* **Exercise aim**: In the answer, give the entries below exactly, from the first line through the line with "apartment building in this photo.", with every picture omitted.

* **Data for this exercise**:
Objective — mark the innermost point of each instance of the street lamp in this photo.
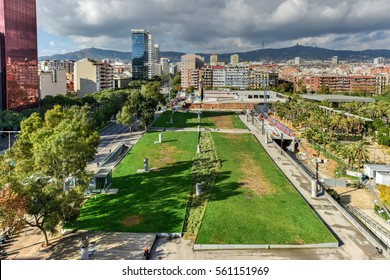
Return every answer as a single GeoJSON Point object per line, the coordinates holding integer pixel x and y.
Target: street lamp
{"type": "Point", "coordinates": [9, 135]}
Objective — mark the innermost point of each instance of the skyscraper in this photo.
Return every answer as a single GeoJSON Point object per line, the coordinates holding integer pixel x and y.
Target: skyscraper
{"type": "Point", "coordinates": [18, 54]}
{"type": "Point", "coordinates": [140, 45]}
{"type": "Point", "coordinates": [145, 55]}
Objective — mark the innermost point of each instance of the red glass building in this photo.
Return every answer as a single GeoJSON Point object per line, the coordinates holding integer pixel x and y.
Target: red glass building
{"type": "Point", "coordinates": [18, 54]}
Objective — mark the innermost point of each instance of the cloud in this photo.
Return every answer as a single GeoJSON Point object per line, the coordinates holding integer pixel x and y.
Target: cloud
{"type": "Point", "coordinates": [219, 26]}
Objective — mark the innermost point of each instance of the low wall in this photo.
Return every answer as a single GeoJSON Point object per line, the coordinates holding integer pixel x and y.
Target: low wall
{"type": "Point", "coordinates": [363, 230]}
{"type": "Point", "coordinates": [200, 247]}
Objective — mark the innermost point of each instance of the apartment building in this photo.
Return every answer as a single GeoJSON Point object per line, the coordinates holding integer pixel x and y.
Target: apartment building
{"type": "Point", "coordinates": [258, 76]}
{"type": "Point", "coordinates": [52, 83]}
{"type": "Point", "coordinates": [340, 83]}
{"type": "Point", "coordinates": [92, 76]}
{"type": "Point", "coordinates": [237, 76]}
{"type": "Point", "coordinates": [219, 79]}
{"type": "Point", "coordinates": [234, 59]}
{"type": "Point", "coordinates": [188, 63]}
{"type": "Point", "coordinates": [382, 82]}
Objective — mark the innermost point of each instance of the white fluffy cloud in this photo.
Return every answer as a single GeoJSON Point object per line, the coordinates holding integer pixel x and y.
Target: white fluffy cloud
{"type": "Point", "coordinates": [223, 25]}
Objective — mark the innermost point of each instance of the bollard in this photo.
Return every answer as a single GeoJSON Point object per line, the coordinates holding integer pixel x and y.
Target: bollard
{"type": "Point", "coordinates": [198, 189]}
{"type": "Point", "coordinates": [313, 188]}
{"type": "Point", "coordinates": [146, 164]}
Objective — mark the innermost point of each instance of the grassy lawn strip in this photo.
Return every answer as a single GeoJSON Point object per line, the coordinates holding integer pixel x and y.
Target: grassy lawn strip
{"type": "Point", "coordinates": [180, 120]}
{"type": "Point", "coordinates": [204, 170]}
{"type": "Point", "coordinates": [146, 202]}
{"type": "Point", "coordinates": [227, 120]}
{"type": "Point", "coordinates": [253, 203]}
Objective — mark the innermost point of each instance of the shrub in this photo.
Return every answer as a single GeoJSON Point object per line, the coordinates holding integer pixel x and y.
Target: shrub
{"type": "Point", "coordinates": [333, 194]}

* **Reply**:
Objective — mark the innermost point of each instance of the street lamp in this photo.
Return every answer as a single GeoJSON Point object per line, the coordinates holding integer pixel x and y.
Target: street lamp
{"type": "Point", "coordinates": [9, 135]}
Objective — mark the innermost point of each instance of the skyscraper in this photo.
Return every answer as a single GeoJSON Point object per line, the coordinates holding integer pixel x and y.
Target: skyscraper
{"type": "Point", "coordinates": [18, 54]}
{"type": "Point", "coordinates": [140, 45]}
{"type": "Point", "coordinates": [145, 55]}
Objective — mark the innermost point of each instance of the red glass building in this photo.
Return every answer as a single GeoJSON Point object per line, the coordinates holding integer pixel x and y.
Target: red glass building
{"type": "Point", "coordinates": [18, 54]}
Objective — mark the innermost point of each instance of the cloud in this photo.
Return every answer as a single GeoJSON Point object per line, the coordinates holding integer pixel x and y.
Target: cloud
{"type": "Point", "coordinates": [219, 26]}
Objective — mark the innermost point of each instance of the low wall in this photo.
Return every answer as a single GeoJSON Point object per line, the coordinates holding integer pixel x and y.
Target: low wall
{"type": "Point", "coordinates": [363, 230]}
{"type": "Point", "coordinates": [200, 247]}
Objective — mark the innermost point of each instance of the apartment building in this photo.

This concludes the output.